Locate each line in the records below that contains the word "white" and copy those lines out.

** START OF SUPPLIED DATA **

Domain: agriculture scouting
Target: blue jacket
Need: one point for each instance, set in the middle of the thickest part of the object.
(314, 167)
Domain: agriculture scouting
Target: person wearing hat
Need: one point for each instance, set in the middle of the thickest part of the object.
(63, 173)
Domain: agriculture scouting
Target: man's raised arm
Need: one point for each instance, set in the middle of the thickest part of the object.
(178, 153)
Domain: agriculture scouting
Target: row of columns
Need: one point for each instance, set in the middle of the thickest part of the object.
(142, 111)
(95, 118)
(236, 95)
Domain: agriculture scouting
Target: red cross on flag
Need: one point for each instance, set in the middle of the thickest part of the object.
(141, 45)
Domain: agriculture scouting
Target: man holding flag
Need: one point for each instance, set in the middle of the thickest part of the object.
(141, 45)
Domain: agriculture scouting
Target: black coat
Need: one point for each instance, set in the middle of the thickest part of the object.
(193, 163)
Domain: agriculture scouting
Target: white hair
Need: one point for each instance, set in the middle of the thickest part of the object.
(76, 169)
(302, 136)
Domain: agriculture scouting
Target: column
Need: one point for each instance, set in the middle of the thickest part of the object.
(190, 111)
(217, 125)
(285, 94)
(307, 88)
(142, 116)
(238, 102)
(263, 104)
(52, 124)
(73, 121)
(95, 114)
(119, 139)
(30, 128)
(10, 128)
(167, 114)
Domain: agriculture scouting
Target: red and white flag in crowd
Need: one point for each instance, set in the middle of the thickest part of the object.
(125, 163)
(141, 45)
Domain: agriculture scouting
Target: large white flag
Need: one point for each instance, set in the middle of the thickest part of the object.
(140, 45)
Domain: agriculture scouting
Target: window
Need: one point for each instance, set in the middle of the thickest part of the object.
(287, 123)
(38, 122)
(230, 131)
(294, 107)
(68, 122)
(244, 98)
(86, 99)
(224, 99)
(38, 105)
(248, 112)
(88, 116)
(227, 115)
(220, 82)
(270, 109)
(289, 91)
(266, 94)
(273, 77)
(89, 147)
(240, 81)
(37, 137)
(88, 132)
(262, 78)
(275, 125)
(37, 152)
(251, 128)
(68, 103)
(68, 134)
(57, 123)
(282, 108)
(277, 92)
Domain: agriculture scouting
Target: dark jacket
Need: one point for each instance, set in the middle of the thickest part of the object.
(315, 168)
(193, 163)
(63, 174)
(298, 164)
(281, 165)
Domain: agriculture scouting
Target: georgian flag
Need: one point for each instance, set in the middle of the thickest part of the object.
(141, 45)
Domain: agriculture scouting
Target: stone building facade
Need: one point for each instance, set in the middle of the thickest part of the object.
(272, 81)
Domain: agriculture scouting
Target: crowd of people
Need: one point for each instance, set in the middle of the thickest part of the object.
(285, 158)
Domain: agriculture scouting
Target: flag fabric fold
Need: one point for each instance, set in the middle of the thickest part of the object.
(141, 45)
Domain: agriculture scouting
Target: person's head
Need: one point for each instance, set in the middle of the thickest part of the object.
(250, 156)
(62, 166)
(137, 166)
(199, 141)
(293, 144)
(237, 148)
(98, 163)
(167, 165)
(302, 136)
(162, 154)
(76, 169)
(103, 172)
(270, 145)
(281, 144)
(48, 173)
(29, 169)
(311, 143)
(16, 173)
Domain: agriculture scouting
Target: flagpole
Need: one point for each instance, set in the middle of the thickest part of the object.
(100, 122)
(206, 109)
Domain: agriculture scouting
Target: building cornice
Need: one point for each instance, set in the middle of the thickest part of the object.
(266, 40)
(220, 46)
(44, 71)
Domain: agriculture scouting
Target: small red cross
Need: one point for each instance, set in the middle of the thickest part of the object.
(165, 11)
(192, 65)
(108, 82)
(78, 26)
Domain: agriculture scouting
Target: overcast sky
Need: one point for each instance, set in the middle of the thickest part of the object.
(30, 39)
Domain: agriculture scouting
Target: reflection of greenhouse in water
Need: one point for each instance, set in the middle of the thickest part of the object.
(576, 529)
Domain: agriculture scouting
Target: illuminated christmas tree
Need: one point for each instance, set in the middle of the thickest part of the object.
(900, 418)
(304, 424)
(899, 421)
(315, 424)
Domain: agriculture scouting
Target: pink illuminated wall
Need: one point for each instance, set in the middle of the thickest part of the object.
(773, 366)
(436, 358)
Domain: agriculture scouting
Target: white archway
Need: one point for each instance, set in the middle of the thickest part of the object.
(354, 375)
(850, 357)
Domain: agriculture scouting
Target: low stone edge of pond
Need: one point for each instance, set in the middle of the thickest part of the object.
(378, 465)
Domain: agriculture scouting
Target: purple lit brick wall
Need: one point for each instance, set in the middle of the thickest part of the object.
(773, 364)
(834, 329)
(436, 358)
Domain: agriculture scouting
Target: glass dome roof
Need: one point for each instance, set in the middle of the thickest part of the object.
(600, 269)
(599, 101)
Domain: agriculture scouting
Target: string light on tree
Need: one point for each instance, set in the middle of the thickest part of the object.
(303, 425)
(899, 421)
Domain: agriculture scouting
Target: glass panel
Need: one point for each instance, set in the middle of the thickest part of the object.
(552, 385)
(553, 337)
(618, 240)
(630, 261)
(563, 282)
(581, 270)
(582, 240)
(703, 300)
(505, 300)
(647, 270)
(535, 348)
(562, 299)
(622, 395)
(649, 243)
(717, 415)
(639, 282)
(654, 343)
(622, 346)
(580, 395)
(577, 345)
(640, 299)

** END OF SUPPLIED DATA **

_RESPONSE TO THE EXERCISE_
Target: white hair
Target: red and white flag in crowd
Target: large white flag
Target: white archway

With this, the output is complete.